**Pointing dataset excerpts:**
..............................

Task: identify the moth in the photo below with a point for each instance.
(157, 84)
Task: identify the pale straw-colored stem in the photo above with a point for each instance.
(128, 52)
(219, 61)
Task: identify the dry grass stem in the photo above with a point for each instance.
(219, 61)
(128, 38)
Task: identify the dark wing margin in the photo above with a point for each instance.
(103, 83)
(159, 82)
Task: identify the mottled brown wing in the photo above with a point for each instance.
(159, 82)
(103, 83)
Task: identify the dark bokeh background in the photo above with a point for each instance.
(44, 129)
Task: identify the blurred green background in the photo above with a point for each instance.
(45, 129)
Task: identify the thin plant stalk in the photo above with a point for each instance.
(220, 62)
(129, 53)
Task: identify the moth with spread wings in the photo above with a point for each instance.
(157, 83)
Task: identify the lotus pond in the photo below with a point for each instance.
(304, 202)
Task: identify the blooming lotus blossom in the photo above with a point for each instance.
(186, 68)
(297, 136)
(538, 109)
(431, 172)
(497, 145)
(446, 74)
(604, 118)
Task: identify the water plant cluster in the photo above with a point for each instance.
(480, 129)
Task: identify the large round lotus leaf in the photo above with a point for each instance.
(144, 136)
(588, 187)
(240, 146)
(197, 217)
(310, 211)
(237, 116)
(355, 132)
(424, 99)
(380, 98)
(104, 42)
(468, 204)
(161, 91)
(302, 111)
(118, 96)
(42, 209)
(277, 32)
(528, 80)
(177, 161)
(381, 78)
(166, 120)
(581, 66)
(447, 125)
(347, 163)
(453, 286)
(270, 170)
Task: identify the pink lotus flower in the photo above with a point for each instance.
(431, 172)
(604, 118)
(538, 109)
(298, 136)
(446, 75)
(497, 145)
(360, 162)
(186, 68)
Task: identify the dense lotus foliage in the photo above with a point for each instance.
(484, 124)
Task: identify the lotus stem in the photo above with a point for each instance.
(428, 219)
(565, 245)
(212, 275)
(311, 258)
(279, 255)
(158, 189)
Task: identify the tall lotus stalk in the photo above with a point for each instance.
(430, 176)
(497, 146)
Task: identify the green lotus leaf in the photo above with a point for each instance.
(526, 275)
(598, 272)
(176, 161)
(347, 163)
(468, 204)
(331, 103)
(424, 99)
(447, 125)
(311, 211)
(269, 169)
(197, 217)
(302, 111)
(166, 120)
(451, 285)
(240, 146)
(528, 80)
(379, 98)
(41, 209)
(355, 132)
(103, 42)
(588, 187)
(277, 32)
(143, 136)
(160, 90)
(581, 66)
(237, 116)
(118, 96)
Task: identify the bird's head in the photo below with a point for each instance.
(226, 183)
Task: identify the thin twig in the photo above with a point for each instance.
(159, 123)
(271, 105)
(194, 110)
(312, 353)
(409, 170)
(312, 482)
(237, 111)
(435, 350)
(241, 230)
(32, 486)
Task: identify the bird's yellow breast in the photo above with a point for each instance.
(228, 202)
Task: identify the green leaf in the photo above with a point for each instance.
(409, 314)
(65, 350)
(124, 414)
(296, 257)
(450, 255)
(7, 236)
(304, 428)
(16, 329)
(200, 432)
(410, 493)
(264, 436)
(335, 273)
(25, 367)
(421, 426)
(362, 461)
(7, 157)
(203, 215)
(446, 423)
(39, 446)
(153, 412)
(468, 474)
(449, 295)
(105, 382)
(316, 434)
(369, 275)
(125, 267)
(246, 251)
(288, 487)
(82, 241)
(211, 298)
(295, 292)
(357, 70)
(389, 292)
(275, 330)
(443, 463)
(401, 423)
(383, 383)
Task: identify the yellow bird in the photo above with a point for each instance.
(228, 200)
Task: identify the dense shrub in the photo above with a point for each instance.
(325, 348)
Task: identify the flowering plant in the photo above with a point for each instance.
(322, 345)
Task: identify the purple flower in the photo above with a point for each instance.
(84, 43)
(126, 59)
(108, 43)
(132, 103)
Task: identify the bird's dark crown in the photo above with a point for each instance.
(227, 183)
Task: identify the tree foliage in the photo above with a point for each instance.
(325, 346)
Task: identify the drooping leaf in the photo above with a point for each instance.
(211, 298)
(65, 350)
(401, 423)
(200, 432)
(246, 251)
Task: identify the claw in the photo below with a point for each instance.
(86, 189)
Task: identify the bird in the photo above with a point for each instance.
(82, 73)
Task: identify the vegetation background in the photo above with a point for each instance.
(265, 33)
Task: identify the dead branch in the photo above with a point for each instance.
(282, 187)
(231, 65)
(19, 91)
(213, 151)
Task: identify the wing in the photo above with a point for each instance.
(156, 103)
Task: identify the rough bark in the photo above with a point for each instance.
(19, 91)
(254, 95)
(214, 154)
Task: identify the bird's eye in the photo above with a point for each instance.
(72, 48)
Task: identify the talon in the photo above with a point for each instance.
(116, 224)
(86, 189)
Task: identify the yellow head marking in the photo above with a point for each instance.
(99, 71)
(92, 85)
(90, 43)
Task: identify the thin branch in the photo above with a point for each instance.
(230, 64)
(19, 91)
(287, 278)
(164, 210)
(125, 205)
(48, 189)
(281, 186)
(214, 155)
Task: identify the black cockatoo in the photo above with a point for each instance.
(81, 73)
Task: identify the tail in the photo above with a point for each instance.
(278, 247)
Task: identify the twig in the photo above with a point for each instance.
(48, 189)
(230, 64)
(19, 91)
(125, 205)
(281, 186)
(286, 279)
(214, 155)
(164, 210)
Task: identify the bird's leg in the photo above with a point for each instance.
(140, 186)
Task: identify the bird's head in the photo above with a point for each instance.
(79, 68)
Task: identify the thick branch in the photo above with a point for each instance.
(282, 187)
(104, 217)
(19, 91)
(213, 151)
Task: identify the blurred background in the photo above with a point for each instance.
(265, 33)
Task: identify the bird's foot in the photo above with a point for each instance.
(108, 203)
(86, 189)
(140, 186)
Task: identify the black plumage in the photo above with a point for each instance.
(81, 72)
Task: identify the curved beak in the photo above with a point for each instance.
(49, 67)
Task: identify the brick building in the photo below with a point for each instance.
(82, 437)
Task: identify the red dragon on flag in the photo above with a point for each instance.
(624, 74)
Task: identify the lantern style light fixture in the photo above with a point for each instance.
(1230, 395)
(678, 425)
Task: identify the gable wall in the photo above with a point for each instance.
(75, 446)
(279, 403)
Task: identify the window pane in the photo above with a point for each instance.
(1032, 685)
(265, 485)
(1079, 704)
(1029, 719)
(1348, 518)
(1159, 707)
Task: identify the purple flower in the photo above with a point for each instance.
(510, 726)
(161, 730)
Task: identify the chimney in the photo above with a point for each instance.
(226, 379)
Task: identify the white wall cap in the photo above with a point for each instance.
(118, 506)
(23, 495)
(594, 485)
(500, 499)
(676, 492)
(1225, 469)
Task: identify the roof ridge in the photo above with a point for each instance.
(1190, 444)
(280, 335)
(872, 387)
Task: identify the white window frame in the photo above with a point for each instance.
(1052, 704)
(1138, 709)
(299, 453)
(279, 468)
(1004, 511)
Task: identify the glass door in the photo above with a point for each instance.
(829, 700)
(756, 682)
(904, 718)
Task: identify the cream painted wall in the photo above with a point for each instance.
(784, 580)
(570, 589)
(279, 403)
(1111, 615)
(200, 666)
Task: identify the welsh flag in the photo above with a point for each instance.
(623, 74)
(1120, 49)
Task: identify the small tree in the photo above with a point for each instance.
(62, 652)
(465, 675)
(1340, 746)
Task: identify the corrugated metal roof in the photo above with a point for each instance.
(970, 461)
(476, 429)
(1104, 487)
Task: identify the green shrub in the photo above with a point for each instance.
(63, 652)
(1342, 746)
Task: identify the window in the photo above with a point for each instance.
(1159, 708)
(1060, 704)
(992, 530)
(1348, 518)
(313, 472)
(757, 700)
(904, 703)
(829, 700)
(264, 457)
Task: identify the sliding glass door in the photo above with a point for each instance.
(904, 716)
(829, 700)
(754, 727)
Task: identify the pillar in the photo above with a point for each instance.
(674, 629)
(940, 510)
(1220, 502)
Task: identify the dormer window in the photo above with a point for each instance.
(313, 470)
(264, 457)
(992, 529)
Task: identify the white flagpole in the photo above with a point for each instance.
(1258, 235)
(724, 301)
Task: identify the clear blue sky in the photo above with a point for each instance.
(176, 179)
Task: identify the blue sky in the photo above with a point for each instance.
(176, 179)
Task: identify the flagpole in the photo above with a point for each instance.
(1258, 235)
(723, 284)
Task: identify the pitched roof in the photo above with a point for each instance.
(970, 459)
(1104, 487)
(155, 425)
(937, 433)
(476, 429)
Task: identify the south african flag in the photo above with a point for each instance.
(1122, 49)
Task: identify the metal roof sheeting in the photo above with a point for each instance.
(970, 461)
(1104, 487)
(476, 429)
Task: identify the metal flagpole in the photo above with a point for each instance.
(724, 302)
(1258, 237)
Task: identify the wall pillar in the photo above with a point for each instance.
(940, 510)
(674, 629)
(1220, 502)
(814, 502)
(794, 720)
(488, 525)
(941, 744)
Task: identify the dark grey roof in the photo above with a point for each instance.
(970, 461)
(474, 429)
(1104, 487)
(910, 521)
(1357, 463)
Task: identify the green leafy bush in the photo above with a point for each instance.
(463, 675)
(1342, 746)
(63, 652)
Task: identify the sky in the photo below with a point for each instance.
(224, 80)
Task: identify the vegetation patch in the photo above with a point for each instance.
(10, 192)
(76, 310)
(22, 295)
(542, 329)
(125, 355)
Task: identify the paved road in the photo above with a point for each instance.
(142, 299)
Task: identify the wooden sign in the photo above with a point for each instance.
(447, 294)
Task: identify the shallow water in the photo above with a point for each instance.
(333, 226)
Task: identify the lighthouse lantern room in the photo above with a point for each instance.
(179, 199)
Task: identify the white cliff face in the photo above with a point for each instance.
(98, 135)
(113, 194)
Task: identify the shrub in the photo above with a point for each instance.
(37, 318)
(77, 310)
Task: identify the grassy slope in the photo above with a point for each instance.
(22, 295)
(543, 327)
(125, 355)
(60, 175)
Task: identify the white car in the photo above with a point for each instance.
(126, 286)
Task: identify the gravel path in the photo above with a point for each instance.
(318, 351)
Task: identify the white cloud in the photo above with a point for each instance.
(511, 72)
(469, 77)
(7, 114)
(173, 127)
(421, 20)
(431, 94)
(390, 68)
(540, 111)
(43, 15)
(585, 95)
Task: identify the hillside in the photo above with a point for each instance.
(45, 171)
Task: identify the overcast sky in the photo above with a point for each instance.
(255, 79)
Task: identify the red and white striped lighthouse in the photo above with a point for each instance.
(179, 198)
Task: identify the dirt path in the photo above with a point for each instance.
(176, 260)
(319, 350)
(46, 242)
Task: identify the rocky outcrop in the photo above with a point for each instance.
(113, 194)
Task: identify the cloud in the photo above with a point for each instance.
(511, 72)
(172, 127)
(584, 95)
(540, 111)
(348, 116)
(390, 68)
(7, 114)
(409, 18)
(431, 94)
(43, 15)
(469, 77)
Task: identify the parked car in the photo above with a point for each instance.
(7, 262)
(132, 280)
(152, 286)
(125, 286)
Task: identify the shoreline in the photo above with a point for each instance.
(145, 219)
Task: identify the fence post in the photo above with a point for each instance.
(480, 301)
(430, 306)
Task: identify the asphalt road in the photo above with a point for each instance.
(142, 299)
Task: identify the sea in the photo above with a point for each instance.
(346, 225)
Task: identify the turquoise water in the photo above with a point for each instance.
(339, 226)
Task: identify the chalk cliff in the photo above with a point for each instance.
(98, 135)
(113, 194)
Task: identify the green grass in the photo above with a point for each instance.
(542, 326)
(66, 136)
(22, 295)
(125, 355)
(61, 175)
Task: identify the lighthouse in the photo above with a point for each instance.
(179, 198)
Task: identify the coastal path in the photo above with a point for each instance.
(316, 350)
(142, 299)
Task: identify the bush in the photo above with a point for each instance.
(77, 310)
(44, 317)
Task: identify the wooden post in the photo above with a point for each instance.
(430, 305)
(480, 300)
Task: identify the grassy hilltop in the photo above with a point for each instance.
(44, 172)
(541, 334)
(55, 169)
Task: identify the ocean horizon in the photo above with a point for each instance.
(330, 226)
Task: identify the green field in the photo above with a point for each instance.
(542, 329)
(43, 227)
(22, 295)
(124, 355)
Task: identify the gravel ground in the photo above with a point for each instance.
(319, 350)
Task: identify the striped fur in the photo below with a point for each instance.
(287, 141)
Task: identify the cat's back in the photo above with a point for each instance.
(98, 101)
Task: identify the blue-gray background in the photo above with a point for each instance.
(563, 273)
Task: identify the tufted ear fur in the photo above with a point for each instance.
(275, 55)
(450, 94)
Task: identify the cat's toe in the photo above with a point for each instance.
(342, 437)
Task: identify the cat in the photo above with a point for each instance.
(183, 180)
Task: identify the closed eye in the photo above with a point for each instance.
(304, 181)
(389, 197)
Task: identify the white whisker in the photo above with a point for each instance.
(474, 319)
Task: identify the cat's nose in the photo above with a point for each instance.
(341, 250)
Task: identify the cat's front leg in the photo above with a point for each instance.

..............................

**Problem requirements:** Would you quote, exactly and only, the lines from the one containing "Task: identify the gravel ground" to the end of the entries?

**Reply to the task:**
Task: identify the gravel ground in the photo above with a point for each instance.
(319, 350)
Task: identify the striped fur in the photo below with a point for each instance.
(287, 141)
Task: identify the cat's back in the photo above with a point for each instance.
(98, 101)
Task: identify the blue-gray background in the photo above with a point for each instance.
(563, 273)
Task: identify the tufted ear fur in the photo above with a point for each instance.
(275, 55)
(450, 94)
Task: identify the cat's toe in the photo above with a point for each instance.
(342, 437)
Task: identify the cat in the photo above with a point for each instance.
(183, 180)
Task: identify the closed eye in the photo above with a point for each instance.
(304, 181)
(389, 197)
Task: identify the white whisker in the photo above with a point for each instance.
(474, 319)
Task: identify the cat's nose in the photo above with a point for each instance.
(341, 250)
Task: identify the cat's front leg in the photo above with a point for each instance.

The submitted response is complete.